(Beginning of Data)

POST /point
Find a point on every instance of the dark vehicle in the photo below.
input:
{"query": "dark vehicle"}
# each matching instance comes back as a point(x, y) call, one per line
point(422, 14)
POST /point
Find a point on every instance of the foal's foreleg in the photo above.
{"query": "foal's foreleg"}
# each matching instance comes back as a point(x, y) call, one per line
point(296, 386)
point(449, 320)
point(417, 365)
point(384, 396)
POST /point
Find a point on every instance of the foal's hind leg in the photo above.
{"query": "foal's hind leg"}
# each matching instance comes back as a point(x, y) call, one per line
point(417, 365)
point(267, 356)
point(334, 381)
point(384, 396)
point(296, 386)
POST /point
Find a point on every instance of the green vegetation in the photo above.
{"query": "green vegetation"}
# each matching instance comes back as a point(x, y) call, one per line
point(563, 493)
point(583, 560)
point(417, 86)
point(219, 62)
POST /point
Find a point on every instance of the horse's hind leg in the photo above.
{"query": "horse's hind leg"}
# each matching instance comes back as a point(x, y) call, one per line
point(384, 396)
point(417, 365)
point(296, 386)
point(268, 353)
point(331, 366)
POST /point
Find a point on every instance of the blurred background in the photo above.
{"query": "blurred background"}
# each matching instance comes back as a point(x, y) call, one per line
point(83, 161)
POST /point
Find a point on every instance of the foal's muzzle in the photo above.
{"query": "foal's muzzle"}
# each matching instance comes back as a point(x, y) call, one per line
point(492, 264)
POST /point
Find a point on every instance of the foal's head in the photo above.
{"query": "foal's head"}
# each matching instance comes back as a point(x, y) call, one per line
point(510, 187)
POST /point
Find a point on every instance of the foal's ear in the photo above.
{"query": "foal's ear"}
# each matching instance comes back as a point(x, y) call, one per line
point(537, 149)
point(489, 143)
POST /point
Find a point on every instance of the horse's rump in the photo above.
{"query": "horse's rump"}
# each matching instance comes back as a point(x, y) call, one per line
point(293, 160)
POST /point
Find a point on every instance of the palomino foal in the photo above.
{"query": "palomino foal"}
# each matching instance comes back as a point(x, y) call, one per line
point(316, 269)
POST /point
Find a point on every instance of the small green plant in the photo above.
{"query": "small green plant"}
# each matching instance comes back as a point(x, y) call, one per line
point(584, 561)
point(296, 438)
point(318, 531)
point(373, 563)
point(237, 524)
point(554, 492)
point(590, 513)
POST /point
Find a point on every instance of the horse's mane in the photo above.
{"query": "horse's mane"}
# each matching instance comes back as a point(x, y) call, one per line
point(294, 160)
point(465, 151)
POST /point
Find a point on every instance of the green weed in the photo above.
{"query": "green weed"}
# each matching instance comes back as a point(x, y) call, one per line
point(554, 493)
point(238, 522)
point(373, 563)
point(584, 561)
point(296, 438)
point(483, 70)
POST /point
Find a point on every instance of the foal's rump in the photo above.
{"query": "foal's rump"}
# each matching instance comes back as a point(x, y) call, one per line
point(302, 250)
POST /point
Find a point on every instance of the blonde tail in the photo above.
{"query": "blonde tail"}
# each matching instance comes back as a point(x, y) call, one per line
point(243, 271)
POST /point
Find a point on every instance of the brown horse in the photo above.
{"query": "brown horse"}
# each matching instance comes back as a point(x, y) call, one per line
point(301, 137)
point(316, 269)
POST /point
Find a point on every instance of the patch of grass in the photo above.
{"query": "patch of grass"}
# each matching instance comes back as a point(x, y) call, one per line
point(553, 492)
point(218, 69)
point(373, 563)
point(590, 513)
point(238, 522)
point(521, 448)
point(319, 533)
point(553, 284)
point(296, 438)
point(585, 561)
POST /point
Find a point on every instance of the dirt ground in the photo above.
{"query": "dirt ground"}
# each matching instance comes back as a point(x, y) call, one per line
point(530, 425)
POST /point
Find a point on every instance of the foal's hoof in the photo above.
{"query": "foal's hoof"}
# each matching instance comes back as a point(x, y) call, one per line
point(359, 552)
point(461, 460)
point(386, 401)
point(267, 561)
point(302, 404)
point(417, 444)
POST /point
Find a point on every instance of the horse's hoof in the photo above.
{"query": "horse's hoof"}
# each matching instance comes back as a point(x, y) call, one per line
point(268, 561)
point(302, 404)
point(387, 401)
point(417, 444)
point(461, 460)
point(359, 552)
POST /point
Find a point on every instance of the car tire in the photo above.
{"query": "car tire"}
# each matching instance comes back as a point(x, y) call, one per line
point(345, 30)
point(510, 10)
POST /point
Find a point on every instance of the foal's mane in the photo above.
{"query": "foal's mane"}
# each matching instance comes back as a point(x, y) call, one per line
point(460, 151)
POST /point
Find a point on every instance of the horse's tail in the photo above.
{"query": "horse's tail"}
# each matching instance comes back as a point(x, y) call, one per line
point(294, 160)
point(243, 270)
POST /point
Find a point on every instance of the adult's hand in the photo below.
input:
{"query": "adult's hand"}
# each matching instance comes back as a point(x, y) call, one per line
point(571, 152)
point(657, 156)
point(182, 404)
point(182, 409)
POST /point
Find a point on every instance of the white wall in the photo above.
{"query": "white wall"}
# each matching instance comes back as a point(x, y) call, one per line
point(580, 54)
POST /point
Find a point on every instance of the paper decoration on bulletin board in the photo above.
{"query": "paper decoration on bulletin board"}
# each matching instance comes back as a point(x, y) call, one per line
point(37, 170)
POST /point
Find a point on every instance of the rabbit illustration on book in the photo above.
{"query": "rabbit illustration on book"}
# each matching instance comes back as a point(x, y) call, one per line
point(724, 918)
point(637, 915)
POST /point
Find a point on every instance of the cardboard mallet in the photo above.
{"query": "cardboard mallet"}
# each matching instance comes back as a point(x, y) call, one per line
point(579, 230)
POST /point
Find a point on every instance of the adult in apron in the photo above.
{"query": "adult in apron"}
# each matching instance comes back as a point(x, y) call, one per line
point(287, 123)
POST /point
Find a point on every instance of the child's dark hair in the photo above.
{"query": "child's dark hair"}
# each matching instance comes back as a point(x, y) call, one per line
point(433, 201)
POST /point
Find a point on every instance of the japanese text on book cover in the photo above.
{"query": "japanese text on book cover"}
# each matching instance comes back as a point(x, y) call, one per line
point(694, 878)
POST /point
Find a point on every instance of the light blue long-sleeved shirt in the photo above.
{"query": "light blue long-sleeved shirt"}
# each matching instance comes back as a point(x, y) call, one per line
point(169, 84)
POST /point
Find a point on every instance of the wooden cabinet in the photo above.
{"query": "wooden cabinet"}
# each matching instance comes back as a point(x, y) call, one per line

(End of Data)

Return only the lines above that run from the opening line through the line containing "Find a point on every instance of the foal's foreleg", exactly as written.

Answer box -
POST /point
Find a point on every instance of the dark vehicle in the photo below.
input:
{"query": "dark vehicle"}
# each matching instance comes back as a point(x, y) call, one per line
point(422, 14)
POST /point
Find a point on every instance of the foal's foreleg in the photo above.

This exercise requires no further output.